On 30 July 1178, Frederick was crowned king of Burgundy in Arles in Provence. Beatrice was present, but she was not crowned with him. On 15 August 1178, however, Beatrice was crowned queen of Burgundy in Vienne. The reason as to why Beatrice was crowned in Vienne is unknown: it is speculated that this was made as a compensation because the Peace of Venice had formally nullified her coronation as empress, as it had been performed by an anti-pope, but it could also have been to signal her new role as that of resident ruling Palatine Countess of Burgundy, as she seems to have stayed to govern Burgundy from this year forward rather than continue to follow Frederick.

§ §

Please explain, in one to three sentences, why the Peace of Venice formally nullified Beatrice's coronation as empress, according to the passage on her coronation in Burgundy.

Records supplied -
§ §

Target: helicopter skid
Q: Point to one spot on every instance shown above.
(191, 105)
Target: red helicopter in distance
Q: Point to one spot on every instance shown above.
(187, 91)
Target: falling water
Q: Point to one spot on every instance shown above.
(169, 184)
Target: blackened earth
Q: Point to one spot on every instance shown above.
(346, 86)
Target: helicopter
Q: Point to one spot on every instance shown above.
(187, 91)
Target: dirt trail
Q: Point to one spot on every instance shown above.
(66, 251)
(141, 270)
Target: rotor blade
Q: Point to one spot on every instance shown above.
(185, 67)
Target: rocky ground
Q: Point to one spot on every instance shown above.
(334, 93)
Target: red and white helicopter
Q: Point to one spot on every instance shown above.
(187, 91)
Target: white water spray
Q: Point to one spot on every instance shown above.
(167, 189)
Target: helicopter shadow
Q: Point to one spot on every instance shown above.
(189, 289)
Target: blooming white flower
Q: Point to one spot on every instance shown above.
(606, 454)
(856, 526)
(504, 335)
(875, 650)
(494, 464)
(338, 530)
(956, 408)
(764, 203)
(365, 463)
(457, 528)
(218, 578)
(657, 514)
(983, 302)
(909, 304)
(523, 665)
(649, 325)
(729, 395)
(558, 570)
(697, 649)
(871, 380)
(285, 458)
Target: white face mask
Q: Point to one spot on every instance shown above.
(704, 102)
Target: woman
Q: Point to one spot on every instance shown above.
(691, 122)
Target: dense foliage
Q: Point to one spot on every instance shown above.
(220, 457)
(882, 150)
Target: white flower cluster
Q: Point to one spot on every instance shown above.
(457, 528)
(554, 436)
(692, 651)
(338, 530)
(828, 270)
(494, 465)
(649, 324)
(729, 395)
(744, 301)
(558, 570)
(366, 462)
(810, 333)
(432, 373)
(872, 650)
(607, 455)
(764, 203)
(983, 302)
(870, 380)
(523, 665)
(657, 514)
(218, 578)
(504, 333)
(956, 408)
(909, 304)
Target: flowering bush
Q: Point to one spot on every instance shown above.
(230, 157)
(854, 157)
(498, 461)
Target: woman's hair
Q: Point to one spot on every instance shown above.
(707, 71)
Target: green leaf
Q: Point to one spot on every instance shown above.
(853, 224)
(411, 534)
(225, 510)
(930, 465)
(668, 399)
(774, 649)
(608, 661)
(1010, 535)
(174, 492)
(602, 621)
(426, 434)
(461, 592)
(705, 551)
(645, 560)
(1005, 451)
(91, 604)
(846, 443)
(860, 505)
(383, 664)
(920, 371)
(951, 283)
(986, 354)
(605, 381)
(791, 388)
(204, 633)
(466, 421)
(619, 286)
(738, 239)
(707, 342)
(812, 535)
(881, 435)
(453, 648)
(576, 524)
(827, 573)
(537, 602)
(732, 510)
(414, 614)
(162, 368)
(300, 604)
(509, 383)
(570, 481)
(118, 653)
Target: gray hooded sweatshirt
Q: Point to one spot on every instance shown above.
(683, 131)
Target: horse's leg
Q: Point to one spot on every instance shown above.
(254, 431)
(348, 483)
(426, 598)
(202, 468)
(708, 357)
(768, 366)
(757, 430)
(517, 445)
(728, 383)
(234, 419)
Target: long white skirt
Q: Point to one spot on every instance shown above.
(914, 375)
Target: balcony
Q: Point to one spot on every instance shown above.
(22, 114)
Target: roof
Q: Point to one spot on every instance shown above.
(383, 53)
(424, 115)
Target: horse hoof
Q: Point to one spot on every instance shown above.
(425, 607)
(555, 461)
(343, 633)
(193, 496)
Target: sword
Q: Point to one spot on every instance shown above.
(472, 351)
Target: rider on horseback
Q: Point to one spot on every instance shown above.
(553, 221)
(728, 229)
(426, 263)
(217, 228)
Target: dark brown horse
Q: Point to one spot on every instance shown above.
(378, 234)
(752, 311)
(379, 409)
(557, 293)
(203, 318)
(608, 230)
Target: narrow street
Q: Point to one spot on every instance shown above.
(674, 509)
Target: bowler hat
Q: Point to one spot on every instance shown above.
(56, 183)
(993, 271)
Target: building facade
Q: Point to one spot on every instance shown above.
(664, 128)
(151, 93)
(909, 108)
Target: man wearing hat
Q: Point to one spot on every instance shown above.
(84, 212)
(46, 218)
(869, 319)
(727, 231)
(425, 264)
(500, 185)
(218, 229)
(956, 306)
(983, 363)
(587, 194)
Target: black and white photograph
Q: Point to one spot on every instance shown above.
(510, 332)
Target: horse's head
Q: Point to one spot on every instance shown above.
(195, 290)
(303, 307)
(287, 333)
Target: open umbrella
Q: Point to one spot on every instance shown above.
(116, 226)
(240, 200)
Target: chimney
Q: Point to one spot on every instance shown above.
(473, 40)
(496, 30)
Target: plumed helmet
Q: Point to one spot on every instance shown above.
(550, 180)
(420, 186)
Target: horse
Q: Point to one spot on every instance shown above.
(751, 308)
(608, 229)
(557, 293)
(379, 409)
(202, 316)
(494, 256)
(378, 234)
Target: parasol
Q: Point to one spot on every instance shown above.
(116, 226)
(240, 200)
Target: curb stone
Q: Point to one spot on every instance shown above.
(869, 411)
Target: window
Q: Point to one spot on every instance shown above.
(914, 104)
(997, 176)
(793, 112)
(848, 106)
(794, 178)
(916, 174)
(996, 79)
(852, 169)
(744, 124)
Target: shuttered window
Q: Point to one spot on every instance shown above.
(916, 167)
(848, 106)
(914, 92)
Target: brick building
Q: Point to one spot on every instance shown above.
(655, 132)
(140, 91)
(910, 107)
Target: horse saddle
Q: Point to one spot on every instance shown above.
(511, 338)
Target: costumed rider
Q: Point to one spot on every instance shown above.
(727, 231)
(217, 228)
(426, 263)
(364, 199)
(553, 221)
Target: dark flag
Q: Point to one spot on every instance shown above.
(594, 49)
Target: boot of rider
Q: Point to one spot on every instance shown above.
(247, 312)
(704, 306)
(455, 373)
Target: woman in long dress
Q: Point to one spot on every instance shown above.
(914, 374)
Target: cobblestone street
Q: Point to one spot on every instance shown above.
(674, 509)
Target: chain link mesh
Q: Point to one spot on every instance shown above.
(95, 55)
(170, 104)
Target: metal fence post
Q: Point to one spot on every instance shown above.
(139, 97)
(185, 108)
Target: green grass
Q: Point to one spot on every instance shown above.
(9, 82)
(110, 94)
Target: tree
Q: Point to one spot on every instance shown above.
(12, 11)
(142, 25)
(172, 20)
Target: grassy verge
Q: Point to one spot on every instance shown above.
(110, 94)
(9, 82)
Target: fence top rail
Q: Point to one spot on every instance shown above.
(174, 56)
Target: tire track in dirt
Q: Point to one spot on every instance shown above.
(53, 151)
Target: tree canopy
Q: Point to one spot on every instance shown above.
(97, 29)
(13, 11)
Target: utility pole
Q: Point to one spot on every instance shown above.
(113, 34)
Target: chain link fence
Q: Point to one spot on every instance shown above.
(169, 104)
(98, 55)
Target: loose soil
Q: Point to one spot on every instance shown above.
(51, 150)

§ §

Result of this exercise - The Peace of Venice formally nullified Beatrice's coronation as empress because an anti-pope had performed it.